German composer Richard Wagner’s epic “Das Rheingold” (The Gold from the Rhine) will be performed for the first time in Dayton Opera history Friday, April 14 and Sunday, April 16 at the Schuster Center.
The first of the four operas of Wagner’s legendary “The Ring Cycle,” “Das Rheingold,” which premiered in Munich in 1869, is a grand look at power, greed, love and dysfunctional family dynamics. The action starts when dwarf Alberich renounces love and steals the magical gold guarded by three Rhine nymphs. Within the gold he secures a ring that gives him dominion over the world, drawing the attention of Wotan, the ruler of the gods. Wotan lusts after the ring and breaks his own laws to obtain it. Situations swell when Alberich puts a curse on the ring.
════════
*TO BE DONE*.
- 1) Repeat the opera article word for word, from "German composer Richard" up to and including "the Schuster Center.".
- 2) According to the opera article, in what city did "Das Rheingold" premiere, and in which year?
The entries that follow come from a different source than the opera article.

*DATA LINES*.
════════
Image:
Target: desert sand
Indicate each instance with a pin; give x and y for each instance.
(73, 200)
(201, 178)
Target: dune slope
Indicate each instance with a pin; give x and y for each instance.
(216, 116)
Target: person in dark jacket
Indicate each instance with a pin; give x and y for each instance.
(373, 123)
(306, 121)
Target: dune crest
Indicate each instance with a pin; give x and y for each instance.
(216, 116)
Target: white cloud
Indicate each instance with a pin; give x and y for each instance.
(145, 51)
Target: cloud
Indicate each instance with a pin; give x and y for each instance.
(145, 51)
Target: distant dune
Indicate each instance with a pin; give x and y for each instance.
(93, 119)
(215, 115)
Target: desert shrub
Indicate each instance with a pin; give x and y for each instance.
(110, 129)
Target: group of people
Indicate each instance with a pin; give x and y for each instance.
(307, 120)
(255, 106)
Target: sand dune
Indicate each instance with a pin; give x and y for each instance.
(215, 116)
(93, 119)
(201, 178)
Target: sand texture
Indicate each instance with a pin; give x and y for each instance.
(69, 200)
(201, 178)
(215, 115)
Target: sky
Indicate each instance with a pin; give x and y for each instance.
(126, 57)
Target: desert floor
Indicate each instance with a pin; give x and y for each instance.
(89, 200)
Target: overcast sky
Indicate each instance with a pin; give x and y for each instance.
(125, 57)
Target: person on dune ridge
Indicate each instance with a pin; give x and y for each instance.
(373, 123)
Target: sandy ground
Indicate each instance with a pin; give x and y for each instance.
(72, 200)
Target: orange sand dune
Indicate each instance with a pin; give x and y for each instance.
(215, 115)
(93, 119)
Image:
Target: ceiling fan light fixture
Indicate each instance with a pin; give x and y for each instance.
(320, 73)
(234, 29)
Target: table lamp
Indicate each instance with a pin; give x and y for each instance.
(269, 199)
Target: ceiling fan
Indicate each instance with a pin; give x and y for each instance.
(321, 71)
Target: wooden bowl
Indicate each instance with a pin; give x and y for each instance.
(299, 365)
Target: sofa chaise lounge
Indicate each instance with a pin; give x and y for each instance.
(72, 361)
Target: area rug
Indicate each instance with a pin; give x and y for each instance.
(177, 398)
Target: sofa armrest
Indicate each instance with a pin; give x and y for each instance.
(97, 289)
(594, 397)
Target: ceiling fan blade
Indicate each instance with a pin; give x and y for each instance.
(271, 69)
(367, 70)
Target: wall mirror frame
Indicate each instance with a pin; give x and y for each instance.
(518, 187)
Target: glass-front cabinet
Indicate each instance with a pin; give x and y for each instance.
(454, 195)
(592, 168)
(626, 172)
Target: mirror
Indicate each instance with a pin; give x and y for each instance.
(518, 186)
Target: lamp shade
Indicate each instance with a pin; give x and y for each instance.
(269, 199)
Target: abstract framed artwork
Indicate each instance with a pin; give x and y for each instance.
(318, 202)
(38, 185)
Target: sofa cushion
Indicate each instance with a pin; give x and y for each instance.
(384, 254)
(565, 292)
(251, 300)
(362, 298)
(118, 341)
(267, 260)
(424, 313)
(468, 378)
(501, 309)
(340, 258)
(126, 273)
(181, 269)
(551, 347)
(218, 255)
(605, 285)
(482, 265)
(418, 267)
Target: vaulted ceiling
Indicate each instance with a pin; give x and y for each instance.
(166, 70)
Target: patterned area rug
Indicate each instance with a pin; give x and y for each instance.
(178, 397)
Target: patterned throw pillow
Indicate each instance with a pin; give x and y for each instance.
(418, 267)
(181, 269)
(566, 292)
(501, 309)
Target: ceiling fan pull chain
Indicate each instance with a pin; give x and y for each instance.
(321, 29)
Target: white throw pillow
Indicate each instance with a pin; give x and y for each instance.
════════
*SOLUTIONS IN ORDER*.
- 1)
German composer Richard Wagner’s epic “Das Rheingold” (The Gold from the Rhine) will be performed for the first time in Dayton Opera history Friday, April 14 and Sunday, April 16 at the Schuster Center.

- 2) It premiered in Munich in 1869.